>> Begin Material provided

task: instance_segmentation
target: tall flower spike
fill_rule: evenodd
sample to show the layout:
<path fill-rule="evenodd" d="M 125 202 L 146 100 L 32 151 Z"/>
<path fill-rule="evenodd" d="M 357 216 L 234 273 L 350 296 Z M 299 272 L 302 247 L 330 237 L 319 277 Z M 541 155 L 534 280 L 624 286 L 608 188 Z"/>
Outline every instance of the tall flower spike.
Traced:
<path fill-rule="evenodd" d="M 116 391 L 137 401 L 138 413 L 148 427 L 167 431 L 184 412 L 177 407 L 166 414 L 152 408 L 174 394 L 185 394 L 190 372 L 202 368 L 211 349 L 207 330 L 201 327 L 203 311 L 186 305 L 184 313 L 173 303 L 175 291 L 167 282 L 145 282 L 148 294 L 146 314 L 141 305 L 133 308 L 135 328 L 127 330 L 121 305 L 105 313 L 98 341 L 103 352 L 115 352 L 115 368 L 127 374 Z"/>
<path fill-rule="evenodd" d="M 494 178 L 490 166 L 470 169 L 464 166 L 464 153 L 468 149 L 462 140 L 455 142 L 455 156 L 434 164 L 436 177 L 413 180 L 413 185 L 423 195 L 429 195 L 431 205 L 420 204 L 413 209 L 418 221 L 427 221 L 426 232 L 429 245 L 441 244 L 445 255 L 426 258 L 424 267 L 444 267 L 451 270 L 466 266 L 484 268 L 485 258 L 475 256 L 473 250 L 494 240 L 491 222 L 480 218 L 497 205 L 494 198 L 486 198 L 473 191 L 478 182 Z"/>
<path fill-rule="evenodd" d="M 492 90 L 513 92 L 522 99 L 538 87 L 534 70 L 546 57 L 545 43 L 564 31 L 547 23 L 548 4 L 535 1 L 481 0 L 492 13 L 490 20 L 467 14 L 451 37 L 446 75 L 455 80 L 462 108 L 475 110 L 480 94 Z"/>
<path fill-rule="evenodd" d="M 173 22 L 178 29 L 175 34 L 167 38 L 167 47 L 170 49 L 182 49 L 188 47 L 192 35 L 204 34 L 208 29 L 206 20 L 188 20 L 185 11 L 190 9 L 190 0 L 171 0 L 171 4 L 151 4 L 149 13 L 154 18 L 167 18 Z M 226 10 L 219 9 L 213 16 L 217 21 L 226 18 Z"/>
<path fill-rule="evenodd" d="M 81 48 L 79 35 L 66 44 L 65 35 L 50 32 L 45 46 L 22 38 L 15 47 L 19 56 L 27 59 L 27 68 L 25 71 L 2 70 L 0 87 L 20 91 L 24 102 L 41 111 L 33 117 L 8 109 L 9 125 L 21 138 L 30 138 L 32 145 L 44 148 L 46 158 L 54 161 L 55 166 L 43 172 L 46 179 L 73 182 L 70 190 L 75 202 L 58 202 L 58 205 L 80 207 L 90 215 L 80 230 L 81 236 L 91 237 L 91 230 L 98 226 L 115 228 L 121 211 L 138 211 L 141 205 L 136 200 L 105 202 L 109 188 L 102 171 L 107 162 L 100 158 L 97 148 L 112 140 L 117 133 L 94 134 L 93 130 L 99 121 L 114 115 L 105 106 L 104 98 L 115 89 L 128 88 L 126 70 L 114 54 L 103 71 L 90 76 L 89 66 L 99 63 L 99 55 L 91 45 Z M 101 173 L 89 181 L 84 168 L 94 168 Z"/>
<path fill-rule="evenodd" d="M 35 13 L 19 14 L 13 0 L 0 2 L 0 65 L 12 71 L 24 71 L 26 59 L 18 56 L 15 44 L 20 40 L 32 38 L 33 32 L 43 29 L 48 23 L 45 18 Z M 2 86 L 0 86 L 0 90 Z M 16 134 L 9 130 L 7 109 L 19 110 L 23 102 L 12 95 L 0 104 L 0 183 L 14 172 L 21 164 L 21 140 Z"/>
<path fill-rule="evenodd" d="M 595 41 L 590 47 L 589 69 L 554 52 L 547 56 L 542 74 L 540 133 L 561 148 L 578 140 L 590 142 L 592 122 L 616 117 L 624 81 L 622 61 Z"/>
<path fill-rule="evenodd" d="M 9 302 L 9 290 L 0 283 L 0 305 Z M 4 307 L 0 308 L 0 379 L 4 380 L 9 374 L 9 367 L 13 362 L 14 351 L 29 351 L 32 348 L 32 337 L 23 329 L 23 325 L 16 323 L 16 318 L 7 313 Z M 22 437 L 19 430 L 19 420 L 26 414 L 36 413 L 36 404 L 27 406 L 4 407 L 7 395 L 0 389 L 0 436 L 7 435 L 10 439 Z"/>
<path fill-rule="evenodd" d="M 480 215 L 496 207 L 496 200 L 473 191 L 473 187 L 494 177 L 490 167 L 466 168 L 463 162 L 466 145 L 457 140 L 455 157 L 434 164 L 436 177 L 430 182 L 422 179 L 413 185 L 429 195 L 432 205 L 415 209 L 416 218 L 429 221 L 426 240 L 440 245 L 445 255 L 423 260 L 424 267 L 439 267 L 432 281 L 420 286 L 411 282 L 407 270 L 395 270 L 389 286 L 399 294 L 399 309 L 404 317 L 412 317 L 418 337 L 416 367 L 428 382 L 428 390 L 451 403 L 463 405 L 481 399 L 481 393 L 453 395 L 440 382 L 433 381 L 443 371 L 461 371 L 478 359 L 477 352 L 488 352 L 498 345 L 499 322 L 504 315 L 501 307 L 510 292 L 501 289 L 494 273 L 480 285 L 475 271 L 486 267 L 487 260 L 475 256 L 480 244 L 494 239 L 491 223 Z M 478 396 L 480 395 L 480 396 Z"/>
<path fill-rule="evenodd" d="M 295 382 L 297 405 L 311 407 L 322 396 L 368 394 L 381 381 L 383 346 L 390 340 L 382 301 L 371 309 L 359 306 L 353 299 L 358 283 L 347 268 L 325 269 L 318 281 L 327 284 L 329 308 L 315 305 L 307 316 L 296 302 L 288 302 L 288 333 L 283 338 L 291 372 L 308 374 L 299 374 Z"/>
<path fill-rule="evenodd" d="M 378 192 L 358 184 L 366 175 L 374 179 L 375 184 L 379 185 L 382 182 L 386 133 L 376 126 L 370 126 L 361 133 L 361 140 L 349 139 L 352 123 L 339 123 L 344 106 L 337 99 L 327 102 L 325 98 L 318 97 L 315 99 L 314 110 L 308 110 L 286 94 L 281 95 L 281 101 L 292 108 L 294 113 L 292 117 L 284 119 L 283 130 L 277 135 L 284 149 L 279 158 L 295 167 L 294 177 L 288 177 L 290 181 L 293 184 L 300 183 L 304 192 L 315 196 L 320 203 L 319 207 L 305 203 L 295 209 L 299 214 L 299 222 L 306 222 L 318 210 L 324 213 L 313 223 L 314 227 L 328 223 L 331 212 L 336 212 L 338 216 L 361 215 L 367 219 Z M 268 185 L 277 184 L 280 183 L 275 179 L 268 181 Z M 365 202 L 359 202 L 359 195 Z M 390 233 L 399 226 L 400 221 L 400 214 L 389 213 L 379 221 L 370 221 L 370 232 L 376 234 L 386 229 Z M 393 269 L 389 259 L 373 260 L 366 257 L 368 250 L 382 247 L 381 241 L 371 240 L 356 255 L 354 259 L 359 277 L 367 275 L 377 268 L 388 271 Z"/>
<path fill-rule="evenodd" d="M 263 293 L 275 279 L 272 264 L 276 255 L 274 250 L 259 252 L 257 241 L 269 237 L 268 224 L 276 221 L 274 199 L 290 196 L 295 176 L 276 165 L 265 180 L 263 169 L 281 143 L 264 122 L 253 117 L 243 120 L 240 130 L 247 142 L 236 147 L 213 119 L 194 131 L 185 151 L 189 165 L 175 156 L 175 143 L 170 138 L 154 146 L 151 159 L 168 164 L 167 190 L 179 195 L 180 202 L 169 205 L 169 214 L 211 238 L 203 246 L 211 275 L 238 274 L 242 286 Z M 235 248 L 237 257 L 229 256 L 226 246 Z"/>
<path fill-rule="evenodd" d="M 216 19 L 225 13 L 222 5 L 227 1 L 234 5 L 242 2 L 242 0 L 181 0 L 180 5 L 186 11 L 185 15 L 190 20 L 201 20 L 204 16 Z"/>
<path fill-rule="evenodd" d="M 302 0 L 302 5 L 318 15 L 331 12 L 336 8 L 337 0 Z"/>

>> End Material provided

Task to carry out ->
Transcribe the lines above exactly, from the first line of the entries through the line containing "125 202 L 146", both included.

The result ->
task: instance_segmentation
target: tall flower spike
fill_rule: evenodd
sample to show the layout:
<path fill-rule="evenodd" d="M 125 202 L 146 100 L 32 151 Z"/>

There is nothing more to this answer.